*** PROVIDED RECORDS ***

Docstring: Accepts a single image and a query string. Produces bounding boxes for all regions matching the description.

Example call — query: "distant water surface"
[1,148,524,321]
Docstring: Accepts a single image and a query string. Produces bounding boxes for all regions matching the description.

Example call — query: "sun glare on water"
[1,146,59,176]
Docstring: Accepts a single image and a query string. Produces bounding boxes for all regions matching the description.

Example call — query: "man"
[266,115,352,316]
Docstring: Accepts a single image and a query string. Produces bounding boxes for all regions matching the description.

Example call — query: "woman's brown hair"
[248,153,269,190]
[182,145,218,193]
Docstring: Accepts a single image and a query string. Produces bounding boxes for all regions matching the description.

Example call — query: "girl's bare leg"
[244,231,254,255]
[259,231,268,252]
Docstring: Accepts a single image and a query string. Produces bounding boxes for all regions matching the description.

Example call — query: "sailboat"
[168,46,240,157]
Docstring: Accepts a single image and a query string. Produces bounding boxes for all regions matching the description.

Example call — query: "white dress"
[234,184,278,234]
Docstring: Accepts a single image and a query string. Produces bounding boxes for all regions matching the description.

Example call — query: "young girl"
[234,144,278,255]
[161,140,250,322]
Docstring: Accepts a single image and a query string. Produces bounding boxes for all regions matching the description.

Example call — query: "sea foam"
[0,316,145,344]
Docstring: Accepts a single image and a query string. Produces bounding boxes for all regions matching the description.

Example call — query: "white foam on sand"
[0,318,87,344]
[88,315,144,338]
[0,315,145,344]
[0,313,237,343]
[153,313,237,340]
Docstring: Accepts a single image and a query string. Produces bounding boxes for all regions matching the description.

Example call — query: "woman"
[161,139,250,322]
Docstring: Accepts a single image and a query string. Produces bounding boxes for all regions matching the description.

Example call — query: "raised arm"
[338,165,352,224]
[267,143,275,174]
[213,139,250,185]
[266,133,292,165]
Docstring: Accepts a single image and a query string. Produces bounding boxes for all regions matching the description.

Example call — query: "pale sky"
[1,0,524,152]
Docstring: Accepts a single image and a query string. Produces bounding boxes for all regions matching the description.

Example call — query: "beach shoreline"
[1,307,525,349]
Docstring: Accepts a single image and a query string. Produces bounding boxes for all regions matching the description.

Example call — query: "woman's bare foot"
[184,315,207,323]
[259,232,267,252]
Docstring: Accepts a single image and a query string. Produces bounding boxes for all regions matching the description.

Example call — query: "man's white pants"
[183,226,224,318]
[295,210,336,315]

*** End of PROVIDED RECORDS ***

**EXERCISE PROMPT**
Line by line, transcribe the material above exactly.

**EXERCISE ANSWER**
Docstring: Accepts a single image and a query string. Produces bounding boxes for all regions matching the description.

Example call — query: "distant water surface"
[1,148,524,321]
Docstring: Accepts a single image and a query string. Produces bounding boxes for all regions matching the description.

Example call — query: "sun glare on water"
[1,146,59,176]
Docstring: Accepts a single image and a query string. Produces bounding boxes for all regions matching the description.

Example call — query: "man"
[266,115,352,316]
Docstring: Accepts a single image and a query string. Produces bounding boxes for all regions matching the description.

Example call — query: "woman's brown hair"
[248,153,269,190]
[182,145,218,193]
Docstring: Accepts a single image and a query string. Produces bounding boxes for all regions matching the description.

Example call — query: "girl's bare leg"
[244,231,254,255]
[259,231,268,252]
Docstring: Accepts a single image and a query string. Produces bounding boxes for all regions matching the description.

Example call — query: "sailboat"
[168,46,240,157]
Docstring: Accepts a single image and a query string. Produces bounding boxes for all regions matching the description.

Example call — query: "white dress"
[234,184,278,234]
Docstring: Accepts a single image and a query string. Produces bounding boxes for all regions matching the description.

Example call — query: "young girl"
[234,144,278,255]
[161,140,250,322]
Docstring: Accepts a single image and a query string. Produces bounding boxes for all regions matching the description.

Example call — query: "sea foam"
[0,316,145,344]
Docstring: Accepts a single image and a query string. Produces bounding boxes for all regions matching the description.

Example call — query: "white foam on sand"
[0,318,87,344]
[88,315,144,338]
[0,315,145,344]
[0,313,237,343]
[153,313,237,340]
Docstring: Accepts a single image and a query string. Produces bounding boxes for all regions matching the description.

Example call — query: "woman"
[161,139,250,322]
Docstring: Accepts a single image and a query string. Produces bounding boxes for all regions matching the description.

Example call — query: "raised arm"
[338,165,352,224]
[267,143,275,174]
[213,139,250,185]
[266,133,292,165]
Docstring: Accepts a single image and a query string. Produces bounding boxes for all regions matching the description.

Example call — query: "pale sky"
[1,0,524,152]
Docstring: Accepts a single image and a query string. Produces bounding boxes for all regions matching the description.

Example call — query: "beach shoreline"
[1,307,525,349]
Docstring: Accepts a single image and a query string. Produces bounding boxes for all regions matching the description.

Example call — query: "woman's bare foot"
[184,315,207,323]
[259,232,267,252]
Docstring: Accepts a single image and a query string. Produces bounding boxes for all regions matching the description.

Example call — query: "man's white pants"
[183,226,224,318]
[295,210,336,315]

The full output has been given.